EXERCISE TASK: Turn the lines of the records from the one containing "Check that every instance of the squirrel nose" through the one containing "[[204, 202], [161, 196]]" into a numbered list, leaving out any blank lines. Include only those lines.

EXERCISE INPUT:

----

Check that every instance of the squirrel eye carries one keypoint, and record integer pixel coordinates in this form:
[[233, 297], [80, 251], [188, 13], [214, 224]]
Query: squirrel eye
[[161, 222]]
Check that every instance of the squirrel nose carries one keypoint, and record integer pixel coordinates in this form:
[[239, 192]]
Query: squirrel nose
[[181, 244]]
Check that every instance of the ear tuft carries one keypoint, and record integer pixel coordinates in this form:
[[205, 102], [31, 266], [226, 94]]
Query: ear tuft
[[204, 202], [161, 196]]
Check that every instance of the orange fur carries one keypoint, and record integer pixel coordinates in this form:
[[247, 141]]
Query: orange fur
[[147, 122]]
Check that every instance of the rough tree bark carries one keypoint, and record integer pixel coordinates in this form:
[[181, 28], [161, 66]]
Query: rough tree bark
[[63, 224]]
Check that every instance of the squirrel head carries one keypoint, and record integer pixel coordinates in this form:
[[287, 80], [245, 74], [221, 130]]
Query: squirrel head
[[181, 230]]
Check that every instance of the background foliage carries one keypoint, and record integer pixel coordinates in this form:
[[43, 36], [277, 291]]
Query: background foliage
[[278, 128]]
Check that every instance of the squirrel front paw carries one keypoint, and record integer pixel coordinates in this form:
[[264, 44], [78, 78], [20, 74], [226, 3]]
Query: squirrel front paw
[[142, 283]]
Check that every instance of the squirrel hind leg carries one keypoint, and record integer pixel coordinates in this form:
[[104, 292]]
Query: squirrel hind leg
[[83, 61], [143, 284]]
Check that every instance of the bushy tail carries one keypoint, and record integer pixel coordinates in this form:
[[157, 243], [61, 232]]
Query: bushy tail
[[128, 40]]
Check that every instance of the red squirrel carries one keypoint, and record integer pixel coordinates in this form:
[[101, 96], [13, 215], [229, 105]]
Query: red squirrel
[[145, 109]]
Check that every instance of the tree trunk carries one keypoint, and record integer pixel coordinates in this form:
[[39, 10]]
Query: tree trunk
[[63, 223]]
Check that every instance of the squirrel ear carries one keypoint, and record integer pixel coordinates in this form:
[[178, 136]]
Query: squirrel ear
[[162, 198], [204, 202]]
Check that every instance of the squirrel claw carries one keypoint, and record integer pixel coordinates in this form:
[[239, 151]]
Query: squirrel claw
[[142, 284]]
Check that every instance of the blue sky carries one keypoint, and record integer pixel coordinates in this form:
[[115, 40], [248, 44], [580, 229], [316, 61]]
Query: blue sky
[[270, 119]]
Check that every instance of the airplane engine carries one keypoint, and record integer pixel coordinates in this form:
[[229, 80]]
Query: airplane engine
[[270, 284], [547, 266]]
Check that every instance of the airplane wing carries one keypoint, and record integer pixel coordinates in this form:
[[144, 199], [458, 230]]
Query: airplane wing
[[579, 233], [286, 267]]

----

ANSWER TO THE TASK:
1. Check that every instance of the squirrel nose carries one keypoint, and record integer pixel coordinates in this form:
2. [[239, 192]]
3. Query: squirrel nose
4. [[181, 244]]
5. Check that every instance of the ear tuft carries one keypoint, and record integer pixel coordinates in this form:
6. [[205, 102], [31, 266], [226, 94]]
7. Query: ear tuft
8. [[204, 202], [161, 196]]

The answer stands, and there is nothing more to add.